ЗАДАНИЕ 1:
Извлеките из приведённых ниже записей все строки, где встречается слово «clicks», с учётом регистра.

ИСХОДНЫЙ ОТРЫВОК:
········
А.ВЕНЕДИКТОВ: Как деньги вы (НЕРАЗБОРЧИВО) ?

Д.РОГОЗИН: Что деньги?

А.ВЕНЕДИКТОВ: Кто платить должен? Минфин? Может быть, туда вставить Минфин напрямую?

Д.РОГОЗИН: Я думаю, что... Ну, во-первых, сразу хочу сказать, военно-промышленная комиссия ни в коем случае не должна заниматься определением цены, это точно. Мы можем выступать, ВПК выступает как арбитр в сложных нерешенных проблемах. А в целом промышленность должна определять реально стоимость, я имею в виду Министерство промышленности и торговли, оно должно понимать, сколько реально это может стоить, и эта цена должна фиксироваться в Федеральной службе по тарифам, то есть они должны отфиксировать именно то, как формируется ценообразование, насколько оно, действительно, соответствует тем затратам, которые понесла промышленность для изготовления конкретного изделия.

А.ВЕНЕДИКТОВ: То есть не Министерство обороны и не исполнитель?

Д.РОГОЗИН: Ну, сейчас это обсуждается. Но я хочу сказать, что, скорее всего, схема того, как будет реализовываться в финансовом отношении и какая будет система контроля...

С.БУНТМАН: Вот какая система контроля? Вот, как?

Д.РОГОЗИН: Система контроля должна быть со стороны, прежде всего, во-первых, Финмониторинга (очевидно совершенно) и, конечно, Рособоронзаказа, который знает, что было на конкурсе, и у него есть полномочия и компетенция понимать, насколько, действительно, адекватно потрачены деньги, которые страна, родина выделила на реализацию программы вооружений.

Но еще раз хочу сказать, сейчас мы находимся в процессе очень глубокого переосмысления тех правил, которые были раньше. В частности, вот 31 декабря подписан закон о государственном оборонном заказе. Он предполагает более гибкую схему контрактов, которые подписывает Министерство обороны с промышленностью. Если раньше у нас был один фиксированный контракт, фиксированная цена и понятно, что это не могло работать, потому что... Ну смотрите, ну, скажем, создание атомной подводной лодки, подводного ракетоносца. Это сложнейший механизм. Это не просто матка, носитель оружия, но это еще и оружие, это все единый комплекс. Как можно посчитать, сколько будет стоить то или иное инженерное, конструкторское решение через 7 лет? Я же не просто говорю про эволюцию цен, что они растут постоянно на все, да? Но, в целом, как можно посчитать то, чего еще нет в природе, что еще не рождено мозгом, интеллектом человека, конструктора? Именно поэтому в новом законе о государственном оборонном заказе у нас прописана как возможность фиксированной цены на более примитивные изделия, так цены по фактическим расходам, которые считаются как у американцев (они часто это используют). Они каждые 2 года в процессе разработки техники фиксируют реальные затраты.

С.БУНТМАН: Но это усложняет контроль.
········
ИЗВЛЕЧЁННЫЕ ЗАПИСИ:
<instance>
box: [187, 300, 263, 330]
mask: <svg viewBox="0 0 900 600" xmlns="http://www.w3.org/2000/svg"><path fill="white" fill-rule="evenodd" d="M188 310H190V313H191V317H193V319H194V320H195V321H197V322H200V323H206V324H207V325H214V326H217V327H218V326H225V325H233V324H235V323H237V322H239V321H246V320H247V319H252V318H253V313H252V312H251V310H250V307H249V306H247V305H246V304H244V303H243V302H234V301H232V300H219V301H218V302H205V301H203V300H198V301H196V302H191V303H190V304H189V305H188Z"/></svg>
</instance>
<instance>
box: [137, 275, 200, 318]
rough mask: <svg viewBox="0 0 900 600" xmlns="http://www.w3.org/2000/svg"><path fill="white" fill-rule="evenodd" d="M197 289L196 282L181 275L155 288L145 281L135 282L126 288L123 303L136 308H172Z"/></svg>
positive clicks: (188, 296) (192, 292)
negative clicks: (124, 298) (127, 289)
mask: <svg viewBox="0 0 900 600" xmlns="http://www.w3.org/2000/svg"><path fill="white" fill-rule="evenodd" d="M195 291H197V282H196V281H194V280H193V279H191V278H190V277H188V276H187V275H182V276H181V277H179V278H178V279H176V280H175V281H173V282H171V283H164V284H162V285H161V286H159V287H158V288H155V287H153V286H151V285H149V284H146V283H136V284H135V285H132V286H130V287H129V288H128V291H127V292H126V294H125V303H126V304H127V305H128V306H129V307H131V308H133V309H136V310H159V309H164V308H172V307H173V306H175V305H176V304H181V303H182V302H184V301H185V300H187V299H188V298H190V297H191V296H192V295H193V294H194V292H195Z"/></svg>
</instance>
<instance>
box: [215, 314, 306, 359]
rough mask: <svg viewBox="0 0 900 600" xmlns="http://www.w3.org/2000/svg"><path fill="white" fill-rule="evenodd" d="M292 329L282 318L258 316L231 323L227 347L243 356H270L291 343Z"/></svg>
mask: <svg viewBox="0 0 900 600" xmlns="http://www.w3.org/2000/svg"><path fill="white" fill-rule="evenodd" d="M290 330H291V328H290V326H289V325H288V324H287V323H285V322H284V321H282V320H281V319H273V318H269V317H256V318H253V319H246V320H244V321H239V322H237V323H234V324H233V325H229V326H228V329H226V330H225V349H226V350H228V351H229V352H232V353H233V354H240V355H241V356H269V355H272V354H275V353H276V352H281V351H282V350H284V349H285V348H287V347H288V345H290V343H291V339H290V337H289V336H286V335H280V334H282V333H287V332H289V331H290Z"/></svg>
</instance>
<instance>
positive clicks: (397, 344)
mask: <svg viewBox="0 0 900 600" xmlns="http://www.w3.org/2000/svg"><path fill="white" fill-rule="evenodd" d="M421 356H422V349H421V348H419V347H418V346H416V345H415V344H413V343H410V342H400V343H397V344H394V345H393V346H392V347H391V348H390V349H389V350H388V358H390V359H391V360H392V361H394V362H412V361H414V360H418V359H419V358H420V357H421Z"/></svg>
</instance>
········
ЗАДАНИЕ 2:
Как часто, согласно отрывку выше, американцы фиксируют реальные затраты в процессе разработки техники?

ВАШ ОТВЕТ 1:
positive clicks: (188, 296) (192, 292)
negative clicks: (124, 298) (127, 289)
positive clicks: (397, 344)

ВАШ ОТВЕТ 2:
Каждые 2 года.